**Text block**.
# metal halide advice needed



## seafood (Jan 25, 2006)

I'm considering setting up an open-top tank with MH pendants. Currently, I have two closed-top tanks with compact fluorescents. They're doing pretty well. 

My questions:

How often do MH bulbs need replacement? I replace my CFs annually. Will MHs last longer or not as long?

This tank will have, I hope, high-demand plants. Is the 3-watts per gallon rule of thumb still relevant with MH?

What are others' experiences with MH v. compact fluorescents? Are MHs better/worse/same?

Thanks everyone!


----------



## Damon (Jan 18, 2005)

No experience with metal halides but I do know..........
Lighting is more "direct" than power compacts. 
Gives off more heat
Hard to find spectrums you want
More expensive
May not be able to find wattage you want.
Unless your tank is 90+ gallons, I would stick with pcs.


----------



## cheseboy (Aug 5, 2005)

**Required work**.
Continue the forum thread on metal halide lighting, starting after its last line.

[Records from a dataset]

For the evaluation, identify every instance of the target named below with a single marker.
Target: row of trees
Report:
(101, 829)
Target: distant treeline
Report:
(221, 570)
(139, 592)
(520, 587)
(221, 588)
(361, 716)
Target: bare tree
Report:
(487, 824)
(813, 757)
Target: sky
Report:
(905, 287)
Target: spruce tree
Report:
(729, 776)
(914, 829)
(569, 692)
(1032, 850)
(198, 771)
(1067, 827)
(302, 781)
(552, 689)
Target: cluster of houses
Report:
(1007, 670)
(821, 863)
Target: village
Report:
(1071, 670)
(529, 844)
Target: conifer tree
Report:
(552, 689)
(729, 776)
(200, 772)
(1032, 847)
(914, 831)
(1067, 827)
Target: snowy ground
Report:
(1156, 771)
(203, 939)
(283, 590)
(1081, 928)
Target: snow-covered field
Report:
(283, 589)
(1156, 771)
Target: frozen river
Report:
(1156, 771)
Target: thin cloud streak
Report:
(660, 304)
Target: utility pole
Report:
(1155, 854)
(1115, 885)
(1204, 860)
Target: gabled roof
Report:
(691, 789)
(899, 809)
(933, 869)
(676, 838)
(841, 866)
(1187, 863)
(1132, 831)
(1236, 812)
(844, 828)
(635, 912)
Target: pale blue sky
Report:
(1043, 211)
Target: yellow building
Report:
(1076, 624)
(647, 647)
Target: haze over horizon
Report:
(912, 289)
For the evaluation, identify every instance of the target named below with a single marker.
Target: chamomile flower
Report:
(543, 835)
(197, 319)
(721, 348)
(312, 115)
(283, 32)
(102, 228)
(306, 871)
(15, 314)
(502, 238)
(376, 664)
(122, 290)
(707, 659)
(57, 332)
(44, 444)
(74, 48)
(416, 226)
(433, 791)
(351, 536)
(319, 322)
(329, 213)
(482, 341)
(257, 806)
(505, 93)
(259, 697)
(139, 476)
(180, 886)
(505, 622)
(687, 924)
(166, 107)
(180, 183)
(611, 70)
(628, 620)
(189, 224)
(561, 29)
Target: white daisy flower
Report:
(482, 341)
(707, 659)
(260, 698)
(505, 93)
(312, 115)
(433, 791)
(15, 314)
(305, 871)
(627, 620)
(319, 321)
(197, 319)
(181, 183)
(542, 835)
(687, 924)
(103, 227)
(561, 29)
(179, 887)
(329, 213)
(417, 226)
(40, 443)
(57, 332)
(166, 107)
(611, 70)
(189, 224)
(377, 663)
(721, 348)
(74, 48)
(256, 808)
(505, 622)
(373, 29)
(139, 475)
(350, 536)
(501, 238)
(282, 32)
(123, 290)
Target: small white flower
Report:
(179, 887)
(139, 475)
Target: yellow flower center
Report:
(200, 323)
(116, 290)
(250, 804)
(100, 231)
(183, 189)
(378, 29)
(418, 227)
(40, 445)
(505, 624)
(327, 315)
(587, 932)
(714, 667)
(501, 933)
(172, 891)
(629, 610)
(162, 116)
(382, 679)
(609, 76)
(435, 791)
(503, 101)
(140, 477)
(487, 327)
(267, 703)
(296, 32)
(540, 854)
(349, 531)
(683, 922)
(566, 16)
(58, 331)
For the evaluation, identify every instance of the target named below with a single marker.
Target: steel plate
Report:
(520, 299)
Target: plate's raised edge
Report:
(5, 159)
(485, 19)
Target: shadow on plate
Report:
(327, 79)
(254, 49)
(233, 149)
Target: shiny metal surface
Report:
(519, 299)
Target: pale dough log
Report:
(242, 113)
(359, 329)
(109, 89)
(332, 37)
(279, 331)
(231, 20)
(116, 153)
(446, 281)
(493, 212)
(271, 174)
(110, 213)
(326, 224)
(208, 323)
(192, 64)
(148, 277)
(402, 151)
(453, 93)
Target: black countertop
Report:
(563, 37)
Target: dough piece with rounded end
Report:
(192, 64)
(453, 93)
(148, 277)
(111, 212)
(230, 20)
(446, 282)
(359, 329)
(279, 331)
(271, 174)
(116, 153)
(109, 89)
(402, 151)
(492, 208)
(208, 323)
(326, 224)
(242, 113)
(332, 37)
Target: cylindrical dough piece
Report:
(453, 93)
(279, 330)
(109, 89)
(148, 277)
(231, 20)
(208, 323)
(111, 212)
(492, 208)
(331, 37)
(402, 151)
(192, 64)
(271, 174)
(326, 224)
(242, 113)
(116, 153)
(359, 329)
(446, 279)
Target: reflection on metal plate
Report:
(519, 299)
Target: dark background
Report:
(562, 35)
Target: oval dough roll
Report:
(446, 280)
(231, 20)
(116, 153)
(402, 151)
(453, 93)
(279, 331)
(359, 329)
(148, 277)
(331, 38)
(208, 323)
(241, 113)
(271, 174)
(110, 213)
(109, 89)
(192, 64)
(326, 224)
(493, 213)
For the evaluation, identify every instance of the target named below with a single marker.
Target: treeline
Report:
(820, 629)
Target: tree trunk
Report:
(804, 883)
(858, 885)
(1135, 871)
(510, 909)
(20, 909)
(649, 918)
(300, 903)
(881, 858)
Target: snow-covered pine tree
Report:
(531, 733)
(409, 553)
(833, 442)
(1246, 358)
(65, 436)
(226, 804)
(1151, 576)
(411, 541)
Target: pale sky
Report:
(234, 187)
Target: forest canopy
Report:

**Answer for this exercise**.
Yeah, metal halide is mainly a lighting for reef tanks where they need an excessive amount of lighting. Just make sure you don't have an excessivly high a wattage on a planted tank or I beleve the plants will not benifit.


----------



## Daniel (Feb 17, 2006)

be aware that if you fire upo the light and there is a momentary loss of power and then it comes back on the bulbs blow-they need 10-30 min cool down before restarting.

we run lighting towers(motorway maintaince etc) so I have experience with this kind of bulb failure regularly and the bulbs are not cheap.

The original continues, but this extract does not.